**Your instructions**
What is needed is a verbatim copy of all the records.

**Data supplied**
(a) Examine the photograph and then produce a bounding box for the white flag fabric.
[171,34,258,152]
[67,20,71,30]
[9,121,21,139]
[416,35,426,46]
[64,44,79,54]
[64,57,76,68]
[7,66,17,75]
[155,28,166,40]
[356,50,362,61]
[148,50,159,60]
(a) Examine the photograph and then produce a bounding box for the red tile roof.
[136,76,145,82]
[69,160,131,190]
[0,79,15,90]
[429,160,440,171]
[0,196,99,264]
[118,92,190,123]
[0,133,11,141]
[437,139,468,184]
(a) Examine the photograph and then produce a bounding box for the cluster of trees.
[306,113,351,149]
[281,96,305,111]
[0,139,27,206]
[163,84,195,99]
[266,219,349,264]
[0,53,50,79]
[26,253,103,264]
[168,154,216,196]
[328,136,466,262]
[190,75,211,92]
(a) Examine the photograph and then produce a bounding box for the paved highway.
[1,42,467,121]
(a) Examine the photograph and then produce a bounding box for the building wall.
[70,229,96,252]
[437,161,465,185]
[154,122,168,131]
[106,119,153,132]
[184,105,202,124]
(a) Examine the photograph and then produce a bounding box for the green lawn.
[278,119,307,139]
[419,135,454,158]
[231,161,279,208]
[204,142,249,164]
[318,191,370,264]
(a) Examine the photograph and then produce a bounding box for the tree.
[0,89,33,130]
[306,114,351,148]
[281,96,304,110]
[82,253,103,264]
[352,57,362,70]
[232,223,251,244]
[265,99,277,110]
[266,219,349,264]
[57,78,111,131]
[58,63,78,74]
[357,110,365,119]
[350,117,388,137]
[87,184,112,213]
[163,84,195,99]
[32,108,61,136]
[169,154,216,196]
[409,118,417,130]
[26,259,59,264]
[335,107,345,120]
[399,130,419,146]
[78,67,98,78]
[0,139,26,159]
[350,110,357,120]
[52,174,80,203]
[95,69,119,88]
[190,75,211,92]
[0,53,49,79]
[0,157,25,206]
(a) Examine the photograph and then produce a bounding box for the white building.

**Response to this task**
(a) Examine the photograph and then produce a bounding box for the white flag fabric.
[171,34,258,152]
[67,20,71,30]
[9,121,21,139]
[416,35,426,46]
[64,44,79,54]
[64,57,76,68]
[7,66,17,75]
[155,28,166,40]
[356,50,362,61]
[148,50,159,60]
(a) Examine the photograph and then produce a bounding box for the red tile roof.
[136,76,145,82]
[69,160,131,190]
[0,79,15,90]
[429,160,440,171]
[0,196,99,264]
[118,92,190,123]
[0,133,11,141]
[437,139,468,184]
(a) Examine the photograph and then produce a bounding box for the cluster of trees.
[306,113,351,149]
[281,96,305,111]
[0,139,27,206]
[163,84,195,99]
[266,219,349,264]
[0,53,50,79]
[26,253,103,264]
[168,154,216,196]
[328,136,466,262]
[190,75,211,92]
(a) Examine the photograph and then produce a bounding box for the paved highway.
[1,42,467,121]
(a) Examine the photograph and then produce a bounding box for the building wall.
[70,229,96,252]
[437,161,465,185]
[154,122,168,131]
[106,119,153,132]
[184,105,202,124]
(a) Examine the photograph and then produce a bounding box for the green lawn.
[278,119,307,139]
[419,135,454,158]
[231,161,279,208]
[204,142,249,164]
[318,191,370,264]
(a) Examine the photograph and then produce a bounding box for the tree.
[0,89,33,130]
[306,114,351,148]
[281,96,304,110]
[82,253,103,264]
[352,57,362,70]
[232,223,251,244]
[265,99,277,110]
[266,219,349,264]
[57,78,111,131]
[58,63,78,74]
[357,110,365,119]
[350,117,388,137]
[87,184,112,213]
[163,84,195,99]
[32,108,61,136]
[169,154,216,196]
[409,118,417,130]
[26,259,59,264]
[335,107,345,120]
[399,130,419,146]
[78,67,98,78]
[0,139,26,159]
[350,110,357,120]
[52,174,80,203]
[95,69,119,88]
[190,75,211,92]
[0,53,49,79]
[0,157,25,206]
(a) Examine the photograph and then produce a bounding box for the white building.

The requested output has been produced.